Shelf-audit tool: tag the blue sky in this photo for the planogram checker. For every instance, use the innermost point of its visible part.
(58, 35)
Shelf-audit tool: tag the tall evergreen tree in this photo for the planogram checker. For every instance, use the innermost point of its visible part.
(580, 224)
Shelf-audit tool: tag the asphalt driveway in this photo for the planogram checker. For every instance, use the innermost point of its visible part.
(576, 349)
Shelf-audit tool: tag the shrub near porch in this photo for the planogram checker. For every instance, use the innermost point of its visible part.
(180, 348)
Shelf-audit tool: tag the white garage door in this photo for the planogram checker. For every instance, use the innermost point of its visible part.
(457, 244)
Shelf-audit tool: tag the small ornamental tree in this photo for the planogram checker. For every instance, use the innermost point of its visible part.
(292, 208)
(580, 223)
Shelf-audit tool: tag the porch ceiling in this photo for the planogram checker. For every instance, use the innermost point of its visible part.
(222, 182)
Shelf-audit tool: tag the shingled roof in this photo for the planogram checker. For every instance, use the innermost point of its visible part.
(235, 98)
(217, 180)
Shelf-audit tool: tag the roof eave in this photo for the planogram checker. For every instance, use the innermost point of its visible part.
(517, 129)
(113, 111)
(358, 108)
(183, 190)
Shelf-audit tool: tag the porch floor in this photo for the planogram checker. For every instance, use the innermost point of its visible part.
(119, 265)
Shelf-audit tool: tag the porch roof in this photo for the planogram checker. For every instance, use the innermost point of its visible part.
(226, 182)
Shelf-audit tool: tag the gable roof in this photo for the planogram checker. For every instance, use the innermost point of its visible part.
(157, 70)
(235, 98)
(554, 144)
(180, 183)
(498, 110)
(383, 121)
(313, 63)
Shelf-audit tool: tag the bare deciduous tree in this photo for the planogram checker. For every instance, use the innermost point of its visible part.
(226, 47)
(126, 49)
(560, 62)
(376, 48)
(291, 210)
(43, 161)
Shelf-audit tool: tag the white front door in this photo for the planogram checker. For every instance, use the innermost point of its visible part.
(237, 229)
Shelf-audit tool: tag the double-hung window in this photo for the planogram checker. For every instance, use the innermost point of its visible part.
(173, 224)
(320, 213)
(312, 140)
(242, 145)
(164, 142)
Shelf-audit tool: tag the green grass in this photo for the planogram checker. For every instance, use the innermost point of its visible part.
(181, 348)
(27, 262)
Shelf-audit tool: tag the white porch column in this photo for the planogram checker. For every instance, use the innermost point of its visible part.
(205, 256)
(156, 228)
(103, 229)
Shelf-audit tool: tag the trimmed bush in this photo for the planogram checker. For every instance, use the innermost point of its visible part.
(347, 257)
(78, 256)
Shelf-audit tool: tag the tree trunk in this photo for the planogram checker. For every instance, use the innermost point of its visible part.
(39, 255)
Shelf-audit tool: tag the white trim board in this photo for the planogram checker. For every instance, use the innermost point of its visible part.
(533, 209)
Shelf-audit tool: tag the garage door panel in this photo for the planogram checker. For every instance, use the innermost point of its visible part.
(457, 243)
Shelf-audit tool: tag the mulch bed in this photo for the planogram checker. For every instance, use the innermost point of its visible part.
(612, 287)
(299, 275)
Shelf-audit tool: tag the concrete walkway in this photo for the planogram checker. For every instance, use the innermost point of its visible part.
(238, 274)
┄┄┄┄┄┄┄┄┄┄┄┄┄┄┄┄┄┄┄┄
Take the line holding "Shelf-audit tool: tag the white trim" and all lines after it through the end of the data, and set them down exactly.

Written answer |
Shelf-audit tool: tag the white trim board in this photo for the planogram checker. For every instance, use the innermost point of its visible part.
(533, 209)
Shelf-audit tool: tag the garage door panel in this photo for the planogram checker. For every instance, use the innermost point of its visible part.
(457, 243)
Shelf-audit tool: tag the mulch bed in this photo for the planogram checker. For every instance, use the innermost point of its visible part.
(612, 287)
(299, 275)
Shelf-audit tool: tag the concrete walkway in this photo for the planogram checker. For every instance, use the innermost point of its visible part.
(238, 274)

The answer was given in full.